=== GIVEN PASSAGE ===
(begin)

Jazz has gone global. Just like your job, your mortgage, and the cost of gas at the pump, the music now responds to global forces. As a jazz critic, I now need to pay attention to the talent coming out of New Zealand, Indonesia, Lebanon, Chile, and other places previously outside my purview. Almost every major city on the planet now has homegrown talent worthy of a worldwide audience.

Yet one thing hasn’t changed on the jazz scene: New York still sits on top of the heap. Great jazz artists often don’t come from Manhattan, but they struggle to build a reputation and gain career traction if they don’t come to Manhattan.

The recent sensation over Indonesian jazz prodigy Joey Alexander is a case in point. At age eight, this formidable youngster had already caught the attention of jazz icon Herbie Hancock, and at nine, he beat out 43 musicians (of all ages) from 17 countries to win a prestigious European competition. A year later, Alexander’s parents moved to New York, realizing that even the greatest prodigy in jazz needed what only that city could offer.

How did it work out? At age 11, Alexander received a glowing write-up in the New York Times, a record contract, and headline billing at the Newport Jazz Festival. He became the first Indonesian musician with a record on the Billboard 200 chart in the United States. His debut album earned two Grammy nominations, and Alexander performed on the TV broadcast, reaching an audience of 25 million people—and earning a standing ovation. None of that would have happened if the Alexander family were still living in Bali.

Saxophonist Melissa Aldana, recent winner of the prestigious Thelonious Monk Competition, followed a similar path, moving from her native Chile to study music in Boston, and then taking the plunge into the New York jazz scene. “It’s challenging for a musician,” she tells me. “You have to go to jam sessions and meet the right people. You have to find a way to pay the high rent in New York. And you also have to keep focused on the creative side of your music.”

But she never considered another option. “From the start, it was where I wanted to live. New York was the place where all my idols had lived. Here you have the opportunity to play with the best of the best.” The payoff has been striking. Aldana’s recent album, Back Home, is among the most lauded jazz releases of 2016, and she seems poised to enter the upper echelon of global jazz stars.

Lara Bello, a singer and composer from Spain, has lived in New York since 2009. She’s learned that it’s actually easier to make high-level contacts in the Spanish music industry from her home base in Harlem. “If any of the big composers, writers, producers, from Spain come here, the consulate asks you to come to the meetings to be part of their welcoming to the city. . . . It’s funny, people who in Spain are unreachable, you are side by side with in New York.”

Many jazz fans assume that New York has always been the preferred destination for up-and-coming musicians, but this hasn’t always been the case. In fact, New York came late to the jazz party.

Back in the Jazz Age—the name famously given to the 1920s by F. Scott Fitzgerald—Chicago was the epicenter of hot music. Before that, New Orleans stood front and center in the jazz field, at a point when most people in New York didn’t even know what the word “jazz” meant.

(end)

=== LIST OF TASKS ===
- a) Please set down the stretch of the jazz article from "Lara Bello, a" through "the jazz party.", word for word.
- b) In the jazz article, how many Grammy nominations did Joey Alexander's debut album earn?
You won't need the entries below.

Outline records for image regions
(begin)

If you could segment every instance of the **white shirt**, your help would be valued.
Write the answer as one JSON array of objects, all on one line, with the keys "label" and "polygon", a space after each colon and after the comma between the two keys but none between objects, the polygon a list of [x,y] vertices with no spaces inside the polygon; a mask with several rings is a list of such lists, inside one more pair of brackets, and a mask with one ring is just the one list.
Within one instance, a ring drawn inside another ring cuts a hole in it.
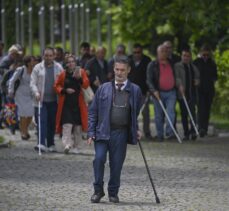
[{"label": "white shirt", "polygon": [[[121,90],[123,90],[125,87],[126,87],[126,84],[127,84],[127,80],[121,82],[122,84],[124,84],[122,87],[121,87]],[[115,88],[118,89],[118,86],[117,84],[121,84],[120,82],[118,83],[117,81],[115,81]]]}]

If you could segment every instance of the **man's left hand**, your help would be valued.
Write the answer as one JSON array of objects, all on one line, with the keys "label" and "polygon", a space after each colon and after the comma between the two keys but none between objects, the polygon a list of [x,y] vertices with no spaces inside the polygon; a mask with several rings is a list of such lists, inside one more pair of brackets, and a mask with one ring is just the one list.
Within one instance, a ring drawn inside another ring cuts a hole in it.
[{"label": "man's left hand", "polygon": [[137,139],[140,140],[142,138],[142,132],[140,130],[137,131]]}]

(end)

=== RESULTS OF THE TASKS ===
- a)
Lara Bello, a singer and composer from Spain, has lived in New York since 2009. She’s learned that it’s actually easier to make high-level contacts in the Spanish music industry from her home base in Harlem. “If any of the big composers, writers, producers, from Spain come here, the consulate asks you to come to the meetings to be part of their welcoming to the city. . . . It’s funny, people who in Spain are unreachable, you are side by side with in New York.”

Many jazz fans assume that New York has always been the preferred destination for up-and-coming musicians, but this hasn’t always been the case. In fact, New York came late to the jazz party.

- b) Two